> _Description of the task_: May I have, exactly as written, the line containing "Target: dark jeans" and every line after it through the end of the listing below, and nothing else?

◇ ◇ ◇ ◇ ◇ ◇ ◇

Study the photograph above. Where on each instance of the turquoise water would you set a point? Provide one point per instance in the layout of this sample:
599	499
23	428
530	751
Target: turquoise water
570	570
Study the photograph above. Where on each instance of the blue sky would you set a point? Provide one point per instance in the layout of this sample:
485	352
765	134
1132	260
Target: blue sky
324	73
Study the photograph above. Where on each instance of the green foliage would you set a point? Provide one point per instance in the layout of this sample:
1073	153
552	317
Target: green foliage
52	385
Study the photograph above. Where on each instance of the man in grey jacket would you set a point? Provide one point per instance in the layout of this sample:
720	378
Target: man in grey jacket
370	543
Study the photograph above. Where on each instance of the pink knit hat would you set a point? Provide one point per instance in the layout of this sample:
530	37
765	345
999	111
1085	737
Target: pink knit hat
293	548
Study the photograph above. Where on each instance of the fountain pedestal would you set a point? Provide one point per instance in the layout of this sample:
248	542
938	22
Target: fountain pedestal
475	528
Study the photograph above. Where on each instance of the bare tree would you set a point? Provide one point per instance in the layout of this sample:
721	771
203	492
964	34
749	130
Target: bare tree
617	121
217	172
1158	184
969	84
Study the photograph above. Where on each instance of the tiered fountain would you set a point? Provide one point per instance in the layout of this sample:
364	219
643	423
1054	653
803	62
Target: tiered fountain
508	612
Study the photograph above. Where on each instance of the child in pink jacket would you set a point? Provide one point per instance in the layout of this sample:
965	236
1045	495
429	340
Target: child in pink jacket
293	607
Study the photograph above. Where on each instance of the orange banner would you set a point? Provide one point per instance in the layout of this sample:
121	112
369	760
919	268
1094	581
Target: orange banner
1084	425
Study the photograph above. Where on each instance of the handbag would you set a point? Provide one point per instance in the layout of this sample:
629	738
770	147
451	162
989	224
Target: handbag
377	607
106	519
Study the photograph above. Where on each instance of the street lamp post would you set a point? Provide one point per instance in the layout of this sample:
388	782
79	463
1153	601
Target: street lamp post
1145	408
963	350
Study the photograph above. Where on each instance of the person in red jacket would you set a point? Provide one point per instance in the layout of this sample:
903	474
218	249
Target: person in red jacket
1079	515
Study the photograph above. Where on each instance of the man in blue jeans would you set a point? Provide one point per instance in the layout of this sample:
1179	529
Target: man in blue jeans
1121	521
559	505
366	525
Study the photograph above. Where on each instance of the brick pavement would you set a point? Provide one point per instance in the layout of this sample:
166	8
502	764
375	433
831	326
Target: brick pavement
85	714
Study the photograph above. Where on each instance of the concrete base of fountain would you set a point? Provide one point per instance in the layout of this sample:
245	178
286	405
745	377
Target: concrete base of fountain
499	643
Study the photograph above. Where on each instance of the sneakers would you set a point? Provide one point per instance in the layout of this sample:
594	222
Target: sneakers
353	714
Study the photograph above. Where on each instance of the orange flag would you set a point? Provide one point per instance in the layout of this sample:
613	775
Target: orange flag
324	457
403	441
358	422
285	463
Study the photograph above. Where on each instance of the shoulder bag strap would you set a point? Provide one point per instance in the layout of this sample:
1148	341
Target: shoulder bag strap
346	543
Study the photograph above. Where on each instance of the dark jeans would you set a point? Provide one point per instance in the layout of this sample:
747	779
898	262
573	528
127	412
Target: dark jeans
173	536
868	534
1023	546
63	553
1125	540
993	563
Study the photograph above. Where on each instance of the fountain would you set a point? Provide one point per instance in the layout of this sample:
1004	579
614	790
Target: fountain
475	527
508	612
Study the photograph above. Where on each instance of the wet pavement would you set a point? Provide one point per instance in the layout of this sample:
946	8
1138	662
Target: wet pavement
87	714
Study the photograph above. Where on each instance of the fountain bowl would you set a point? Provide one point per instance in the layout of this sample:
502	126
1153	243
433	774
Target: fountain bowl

◇ ◇ ◇ ◇ ◇ ◇ ◇

> _Answer space_:
Target: dark jeans
173	536
868	534
1023	546
63	553
1125	540
993	563
Study the photograph above. Where on each instance of the fountain would you set a point? Provide one point per instance in the layout of this sample:
1004	579
614	790
Target: fountain
475	527
508	612
Study the photograph above. Where on each instance of the wet pavement would you set a point? Provide one point per instance in the layout of this sample:
946	8
1138	662
Target: wet pavement
87	714
Study the photograph above. Where on each instance of the fountain bowl would you set a point? Provide one point per instance in the layout of this sample:
502	126
1153	243
433	774
Target: fountain bowl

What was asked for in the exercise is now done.